- **SHORT TASK 1**: Repeat word for word the stretch of the milk bread recipe from "Japanese Milk Bread Dinner Rolls is" through "Water (for tangzhong)".
------
Japanese Milk Bread Dinner Rolls

Japanese Milk Bread Dinner Rolls is a medium Japanese recipe that serves 9. 260 calories per serving. Recipe by Joshua Weissman on YouTube.

Prep: 3 hrs 27 min | Cook: 30 min | Total: 4 hrs 17 min

Cost: $2.94 total, $0.33 per serving

Ingredients

  • 20 g Bread Flour (for tangzhong)
  • 27 g Water (for tangzhong)
  • 60 g Whole Milk (room temperature, for tangzhong)
  • 120 g Whole Milk (warmed to 90-95°F (32-35°C) for yeast activation)
  • 30 ml Whole Milk (for egg wash)
  • 9 g Active Dry Yeast (approximately 1 tablespoon)
  • 1 large Egg (room temperature)
  • 42 g Unsalted Butter (softened, room temperature, added to dough)
  • 56 g Granulated White Sugar (1/4 cup)
  • 3 g Fine Sea Salt (approximately 3/4 teaspoon)
  • 320 g Bread Flour (for dough)
  • 56 g Unsalted Butter (cold, for garlic butter)
------
- **SHORT TASK 2**: Reproduce word for word the stretch of the records below from the line containing "Practice step: find the poolside" through the end of the records.

Coordinate annotation entries
------
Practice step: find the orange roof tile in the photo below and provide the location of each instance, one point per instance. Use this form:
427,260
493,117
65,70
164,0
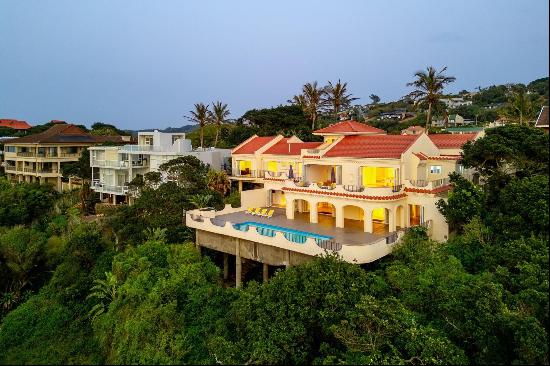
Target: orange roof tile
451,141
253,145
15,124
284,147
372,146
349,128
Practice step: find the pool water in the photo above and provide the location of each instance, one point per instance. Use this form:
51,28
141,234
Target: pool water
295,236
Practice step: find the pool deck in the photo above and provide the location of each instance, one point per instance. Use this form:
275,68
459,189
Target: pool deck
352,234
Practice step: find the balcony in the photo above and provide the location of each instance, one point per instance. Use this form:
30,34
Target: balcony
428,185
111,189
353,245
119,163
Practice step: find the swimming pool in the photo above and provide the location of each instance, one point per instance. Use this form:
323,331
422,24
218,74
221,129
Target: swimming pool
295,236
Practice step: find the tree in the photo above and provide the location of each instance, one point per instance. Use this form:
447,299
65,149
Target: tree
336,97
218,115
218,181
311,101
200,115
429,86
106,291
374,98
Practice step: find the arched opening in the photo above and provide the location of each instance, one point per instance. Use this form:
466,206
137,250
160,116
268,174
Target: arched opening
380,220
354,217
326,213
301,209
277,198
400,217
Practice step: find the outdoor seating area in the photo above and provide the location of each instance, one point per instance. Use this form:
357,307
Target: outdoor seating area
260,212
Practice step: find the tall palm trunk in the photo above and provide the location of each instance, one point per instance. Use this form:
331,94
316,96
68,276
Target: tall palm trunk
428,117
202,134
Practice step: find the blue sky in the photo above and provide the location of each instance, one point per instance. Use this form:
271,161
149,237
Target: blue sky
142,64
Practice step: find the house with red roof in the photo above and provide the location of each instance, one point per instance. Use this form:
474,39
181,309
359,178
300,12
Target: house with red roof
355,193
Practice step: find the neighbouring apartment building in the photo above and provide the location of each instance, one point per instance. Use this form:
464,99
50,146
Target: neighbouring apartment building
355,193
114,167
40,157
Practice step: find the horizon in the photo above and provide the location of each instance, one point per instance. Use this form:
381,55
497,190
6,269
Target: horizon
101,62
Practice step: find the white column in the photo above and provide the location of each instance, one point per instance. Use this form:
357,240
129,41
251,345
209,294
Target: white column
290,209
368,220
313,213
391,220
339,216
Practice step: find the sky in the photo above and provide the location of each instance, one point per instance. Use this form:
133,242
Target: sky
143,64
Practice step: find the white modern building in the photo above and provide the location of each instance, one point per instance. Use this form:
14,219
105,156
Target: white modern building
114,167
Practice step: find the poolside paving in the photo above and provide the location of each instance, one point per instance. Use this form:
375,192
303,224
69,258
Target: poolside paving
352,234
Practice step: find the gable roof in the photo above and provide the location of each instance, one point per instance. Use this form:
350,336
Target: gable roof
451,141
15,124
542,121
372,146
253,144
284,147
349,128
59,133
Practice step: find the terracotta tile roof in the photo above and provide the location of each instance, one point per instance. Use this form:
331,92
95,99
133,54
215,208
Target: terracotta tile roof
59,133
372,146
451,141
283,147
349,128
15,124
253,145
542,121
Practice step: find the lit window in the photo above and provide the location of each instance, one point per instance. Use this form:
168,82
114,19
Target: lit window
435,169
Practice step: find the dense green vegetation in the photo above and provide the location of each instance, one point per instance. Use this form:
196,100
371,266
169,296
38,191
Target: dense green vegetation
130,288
------
- **PROBLEM SOLUTION 1**:
Japanese Milk Bread Dinner Rolls is a medium Japanese recipe that serves 9. 260 calories per serving. Recipe by Joshua Weissman on YouTube.

Prep: 3 hrs 27 min | Cook: 30 min | Total: 4 hrs 17 min

Cost: $2.94 total, $0.33 per serving

Ingredients

  • 20 g Bread Flour (for tangzhong)
  • 27 g Water (for tangzhong)

- **PROBLEM SOLUTION 2**:
Practice step: find the poolside paving in the photo above and provide the location of each instance, one point per instance. Use this form:
375,192
303,224
69,258
Target: poolside paving
352,234
Practice step: find the gable roof in the photo above and provide the location of each instance, one point per instance. Use this form:
350,336
Target: gable roof
451,141
15,124
542,121
372,146
253,144
284,147
349,128
59,133
Practice step: find the terracotta tile roof in the photo above and provide the location of each instance, one point per instance. Use this form:
331,92
95,99
133,54
215,208
Target: terracotta tile roof
59,133
372,146
451,141
283,147
349,128
15,124
253,145
542,121
Practice step: find the lit window in the photo above and provide the location of each instance, one point per instance. Use this form:
168,82
114,19
Target: lit window
435,169
Practice step: find the dense green vegetation in the photo above and provide the location of each instance, one point per instance. Use this form:
196,100
371,266
169,296
38,191
Target: dense green vegetation
130,288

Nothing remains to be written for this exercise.